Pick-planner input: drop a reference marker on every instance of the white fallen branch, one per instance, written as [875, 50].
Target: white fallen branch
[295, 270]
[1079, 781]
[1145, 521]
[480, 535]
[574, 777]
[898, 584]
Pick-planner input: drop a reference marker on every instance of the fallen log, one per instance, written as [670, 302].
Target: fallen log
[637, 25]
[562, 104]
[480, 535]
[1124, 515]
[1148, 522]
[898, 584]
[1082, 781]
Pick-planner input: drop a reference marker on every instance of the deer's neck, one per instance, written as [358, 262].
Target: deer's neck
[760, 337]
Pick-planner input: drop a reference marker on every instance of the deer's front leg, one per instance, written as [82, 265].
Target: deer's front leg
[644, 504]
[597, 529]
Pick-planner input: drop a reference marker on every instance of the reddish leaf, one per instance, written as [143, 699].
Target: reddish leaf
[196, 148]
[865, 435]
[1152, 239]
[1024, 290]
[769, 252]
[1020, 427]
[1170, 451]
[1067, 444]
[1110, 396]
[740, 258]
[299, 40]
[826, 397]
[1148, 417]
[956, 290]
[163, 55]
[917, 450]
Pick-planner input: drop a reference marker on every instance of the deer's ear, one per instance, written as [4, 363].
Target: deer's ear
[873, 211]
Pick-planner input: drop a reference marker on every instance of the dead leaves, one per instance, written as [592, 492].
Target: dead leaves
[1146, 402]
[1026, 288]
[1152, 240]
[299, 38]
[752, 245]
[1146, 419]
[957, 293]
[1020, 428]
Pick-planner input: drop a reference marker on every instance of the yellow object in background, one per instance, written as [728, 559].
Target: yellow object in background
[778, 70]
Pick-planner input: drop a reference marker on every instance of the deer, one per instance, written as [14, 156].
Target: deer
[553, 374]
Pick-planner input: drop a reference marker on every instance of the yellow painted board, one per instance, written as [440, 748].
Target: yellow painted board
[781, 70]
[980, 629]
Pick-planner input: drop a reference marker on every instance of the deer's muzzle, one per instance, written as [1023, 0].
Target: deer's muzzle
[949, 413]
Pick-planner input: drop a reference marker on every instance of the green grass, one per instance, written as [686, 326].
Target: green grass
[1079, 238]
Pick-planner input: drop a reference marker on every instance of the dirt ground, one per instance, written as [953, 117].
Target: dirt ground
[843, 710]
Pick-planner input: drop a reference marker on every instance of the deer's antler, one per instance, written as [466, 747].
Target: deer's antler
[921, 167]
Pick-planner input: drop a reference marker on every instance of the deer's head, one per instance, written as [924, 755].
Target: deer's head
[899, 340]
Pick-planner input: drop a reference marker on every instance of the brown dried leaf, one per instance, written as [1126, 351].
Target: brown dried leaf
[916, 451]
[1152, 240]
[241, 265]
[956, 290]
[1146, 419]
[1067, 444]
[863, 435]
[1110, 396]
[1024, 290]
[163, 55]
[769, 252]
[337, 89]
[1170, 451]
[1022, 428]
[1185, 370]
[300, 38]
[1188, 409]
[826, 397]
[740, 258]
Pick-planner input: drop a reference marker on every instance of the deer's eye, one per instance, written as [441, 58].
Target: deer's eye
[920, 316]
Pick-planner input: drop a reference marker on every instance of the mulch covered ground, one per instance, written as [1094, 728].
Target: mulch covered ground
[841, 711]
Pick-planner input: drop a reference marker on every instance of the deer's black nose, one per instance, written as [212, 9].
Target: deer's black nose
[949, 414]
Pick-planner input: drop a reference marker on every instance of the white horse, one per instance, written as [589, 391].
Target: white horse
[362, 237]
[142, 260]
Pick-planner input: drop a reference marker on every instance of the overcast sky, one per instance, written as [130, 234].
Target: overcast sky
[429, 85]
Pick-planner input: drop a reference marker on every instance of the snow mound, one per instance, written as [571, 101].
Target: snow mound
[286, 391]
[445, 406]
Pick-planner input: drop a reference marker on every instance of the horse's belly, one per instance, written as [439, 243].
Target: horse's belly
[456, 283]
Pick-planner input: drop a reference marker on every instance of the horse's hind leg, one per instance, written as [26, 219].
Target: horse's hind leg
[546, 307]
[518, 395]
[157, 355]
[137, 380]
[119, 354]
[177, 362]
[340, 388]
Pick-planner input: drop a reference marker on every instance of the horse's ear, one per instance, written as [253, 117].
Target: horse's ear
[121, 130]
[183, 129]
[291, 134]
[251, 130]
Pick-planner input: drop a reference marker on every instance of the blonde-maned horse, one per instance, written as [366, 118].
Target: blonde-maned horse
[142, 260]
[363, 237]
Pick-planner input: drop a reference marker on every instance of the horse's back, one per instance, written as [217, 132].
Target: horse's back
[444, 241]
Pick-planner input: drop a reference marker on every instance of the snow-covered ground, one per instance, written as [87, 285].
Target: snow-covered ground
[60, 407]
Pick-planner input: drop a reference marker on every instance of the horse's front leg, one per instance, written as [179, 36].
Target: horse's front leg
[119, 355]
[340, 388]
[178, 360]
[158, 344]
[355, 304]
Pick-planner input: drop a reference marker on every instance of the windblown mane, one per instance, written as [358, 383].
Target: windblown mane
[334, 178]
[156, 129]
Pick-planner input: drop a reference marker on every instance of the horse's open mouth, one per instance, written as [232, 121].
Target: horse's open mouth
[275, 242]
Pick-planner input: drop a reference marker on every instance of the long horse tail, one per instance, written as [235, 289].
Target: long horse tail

§ **Instructions to follow**
Reproduce the entries above exactly.

§ **The response**
Pick-planner input: drop a reference marker on every instance of the white fallen branch, one per instance, written as [875, 50].
Target: white fallen branch
[295, 270]
[1079, 781]
[1145, 521]
[480, 535]
[574, 777]
[898, 584]
Pick-planner input: drop a reference marker on every instance of the fallen log, one per instance, written as [670, 302].
Target: fallen log
[637, 25]
[562, 104]
[480, 535]
[1124, 515]
[1148, 522]
[898, 584]
[1082, 781]
Pick-planner input: drop a reference marker on every instance of the deer's neck, one per instance, written as [358, 262].
Target: deer's neck
[760, 337]
Pick-planner input: drop a reference marker on every instance of the deer's front leg, one per instance, written as [82, 265].
Target: deer's front leg
[644, 504]
[597, 529]
Pick-planner input: drop a reference marker on every instance of the reddish leaf, one per instance, written as [143, 699].
Target: reddish leaf
[196, 148]
[865, 435]
[1152, 239]
[1024, 290]
[769, 252]
[1020, 427]
[1170, 451]
[1067, 444]
[1110, 396]
[740, 258]
[299, 40]
[826, 397]
[1148, 417]
[956, 290]
[163, 55]
[917, 450]
Pick-planner input: drop a reference marker on every instance of the deer's ear, one per instance, written as [4, 363].
Target: deer's ear
[873, 211]
Pick-planner input: drop a reference marker on every instance of the dead leaves, one per instance, written as [592, 492].
Target: dead leaves
[1146, 402]
[1026, 288]
[1152, 240]
[299, 38]
[752, 245]
[1146, 419]
[957, 293]
[1020, 428]
Pick-planner input: drop a reference marker on every instance of the yellow object in background, one per instance, written as [728, 559].
Target: yellow object in background
[778, 70]
Pick-planner input: drop a reference marker on every instance of the deer, one per instance, written as [14, 156].
Target: deer
[553, 374]
Pick-planner input: drop a reference marker on every instance of the yellow painted board, one per instance, written as [440, 748].
Target: yellow painted board
[781, 70]
[980, 629]
Pick-planner input: drop a reference marker on every instance of the deer's muzzle, one per instance, written as [1023, 0].
Target: deer's muzzle
[949, 413]
Pick-planner input: drop a reference marker on every instance of the green grass, one per instance, written as [686, 326].
Target: green grass
[1079, 238]
Pick-planner input: drop a reference marker on every instance of the dirt ground, one per instance, written as [953, 117].
Target: dirt ground
[843, 710]
Pick-planner input: drop a reference marker on every instance of the deer's antler, one per instance, written as [466, 747].
Target: deer's antler
[921, 167]
Pick-planner input: drop a reference marker on every instance of the deer's head, one per instance, written as [924, 755].
Target: deer's head
[899, 340]
Pick-planner input: drop a reference marker on every instance of the brown dried leaf, one per instance, written as [1126, 351].
Target: brown dried leaf
[916, 451]
[1152, 240]
[241, 265]
[956, 290]
[1146, 419]
[1067, 444]
[863, 435]
[1110, 396]
[1024, 290]
[163, 55]
[769, 252]
[337, 89]
[1170, 451]
[1022, 428]
[1185, 370]
[300, 38]
[1188, 409]
[826, 397]
[740, 258]
Pick-planner input: drop a reference marker on every instance of the deer's eye, one per instance, written as [441, 58].
Target: deer's eye
[920, 316]
Pick-planner input: drop a reference marker on every instance of the mulch covered ground, one per instance, written as [1094, 728].
Target: mulch covered ground
[841, 711]
Pick-planner input: drop a reference marker on every instance of the deer's black nose, one per instance, written as [212, 9].
Target: deer's black nose
[949, 414]
Pick-planner input: drop a reference marker on every instance of the white horse, one per instance, written as [589, 391].
Target: white horse
[362, 237]
[142, 260]
Pick-planner input: drop a reference marker on every instance of the overcast sky, one per instance, written as [130, 234].
Target: overcast sky
[429, 85]
Pick-planner input: drop a reference marker on every instance of the snow mound, one per instance, written as [571, 101].
Target: snow mound
[286, 391]
[445, 406]
Pick-planner input: drop a reference marker on every instance of the horse's belly, one per instance, written as [439, 243].
Target: horse's belly
[456, 283]
Pick-planner input: drop a reference marker on every instance of the horse's hind leg, one per instance, written as [26, 219].
Target: horse's hind leg
[546, 307]
[518, 395]
[157, 355]
[137, 380]
[119, 354]
[177, 362]
[340, 388]
Pick-planner input: drop a reference marker on every instance of the horse's ear, one per instance, written as [253, 117].
Target: horse's ear
[121, 130]
[183, 129]
[291, 134]
[251, 130]
Pick-planner input: drop a reference marker on every instance of the blonde-maned horse, one per instance, written as [366, 118].
Target: blonde-maned horse
[142, 260]
[363, 237]
Pick-planner input: drop a reference marker on every instance of the horse's back, one per instance, written as [217, 132].
Target: horse's back
[444, 241]
Pick-planner input: drop a reference marker on every instance of the snow-covered ground, one per instance, written as [87, 285].
Target: snow-covered ground
[60, 407]
Pick-planner input: drop a reference marker on every instance of the horse's front leg, one per instance, written as [179, 36].
Target: horse's front leg
[119, 355]
[340, 388]
[178, 360]
[158, 344]
[355, 304]
Pick-planner input: drop a reference marker on every instance of the windblown mane, one per instance, written as [358, 383].
Target: windblown mane
[334, 178]
[156, 129]
Pick-planner input: drop a reference marker on every instance of the horse's open mouth, one per instance, written as [232, 121].
Target: horse's open mouth
[275, 242]
Pick-planner input: drop a reference marker on every instance of the long horse tail, one per instance, written as [235, 289].
Target: long horse tail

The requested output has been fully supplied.